» **Page**

This is simple Java based solr sink kafka connector, that takes plain json data from kafka topic and push to solr, both solr cloud and standalone mode supported.
Note: Only JSON data is supported and keep schemas.enable=false
for value converter.
Config Name | Description | Config Value | Is Mandatory? |
---|---|---|---|
topics | topic to listen to | topic name | Yes |
solr.collection | Solr Collection name where topic data needs to be pushed | Collection Name | Yes |
solr.mode | Mode on which solr is running, pass solr node url | CLOUD or STANDALONE | Yes |
solr.url | If solr.mode is CLOUD , pass comma seperated zookeeper url else pass standalone solr server url |
url | Yes |
connector.class | Connector class name | com.bkatwal.kafkaproject.SolrSinkConnector | Yes |
commit.within.ms | commit within ms value for solr update, if none passes defaults to 10 ms | int value | No |
solr.writes_per_sec | Throttle writes per second. Default value = 100 | double value | No |
error.ignore_bad_offset | Ignore and commit any bad message, use this option with dead letter queue | boolean value. Default value = 100 | No |
Refer/Use configuration: config files
- Json Data
- One level of child document update supported. Just pass, additional field,
_childDocuments_
with the parent doc. - Doc deletion: To delete pass additional field
_delete_
with valuetrue
in your record(no need to maintain this field in solr/solr schema file), this field will be removed before indexing data to solr. Based on boolean values(true/false) in_delete_
, delete/insert operation is triggered OR Passkafka header
with the record/message. Use header key name as_delete_
and value astrue
. - Dynamic fields update. Pass a Map field in json doc. The field name will be used as prefix, so set dynamic field in managed_schema accordingly. Example:
{
"field1": "doc1",
"id":"1",
"field2":"dome val,
"dynamicField":
{
"df1":"val1",
"df2":"val2",
"df3":"val3"
}
}
This will be transformed in solr as:
dynamicField_df1 : val1, dynamicField_df2 : val2, dynamicField_df3 : val3
You can have any field name for the dynamic field, just have this defined in managed_schema. So, for above to work, dynamic field need to be defined in managed_schema file as below:
<dynamicField name="dynamicField_*" type="string" indexed="true" stored="true"/>
- build with: mvn clean package
- In target look for directory bkatwal-kafka-connect-solr-sink-< version >. Copy this directory to plugins path in
connector.properties
file.

(Point annotations for photos)
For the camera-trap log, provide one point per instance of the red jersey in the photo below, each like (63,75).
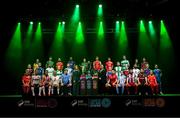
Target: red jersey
(141,78)
(143,65)
(152,79)
(112,78)
(59,65)
(26,79)
(97,65)
(109,64)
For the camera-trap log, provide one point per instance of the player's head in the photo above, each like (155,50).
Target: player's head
(36,71)
(118,63)
(26,72)
(144,59)
(84,60)
(39,64)
(97,58)
(136,60)
(124,57)
(156,66)
(130,71)
(59,59)
(29,65)
(141,71)
(65,71)
(54,73)
(147,66)
(50,58)
(151,72)
(37,60)
(113,71)
(70,58)
(110,68)
(102,66)
(46,72)
(76,67)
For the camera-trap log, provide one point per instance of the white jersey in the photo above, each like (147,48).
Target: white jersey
(50,71)
(136,72)
(55,80)
(36,79)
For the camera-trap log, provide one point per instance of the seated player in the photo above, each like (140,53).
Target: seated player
(131,83)
(111,82)
(147,70)
(71,63)
(35,65)
(144,63)
(46,83)
(76,80)
(26,79)
(97,65)
(158,74)
(29,69)
(66,82)
(125,63)
(59,65)
(142,83)
(50,70)
(55,82)
(84,66)
(153,83)
(109,64)
(121,83)
(35,83)
(50,63)
(40,70)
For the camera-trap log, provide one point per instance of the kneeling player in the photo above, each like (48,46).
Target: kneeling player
(55,82)
(66,82)
(26,79)
(46,83)
(142,83)
(153,83)
(112,82)
(36,83)
(121,83)
(131,83)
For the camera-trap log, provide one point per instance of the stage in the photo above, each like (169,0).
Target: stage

» **The task**
From the Solr sink connector page, write out everything from "This is simple" down to "standalone mode supported.".

» **Answer**
This is simple Java based solr sink kafka connector, that takes plain json data from kafka topic and push to solr, both solr cloud and standalone mode supported.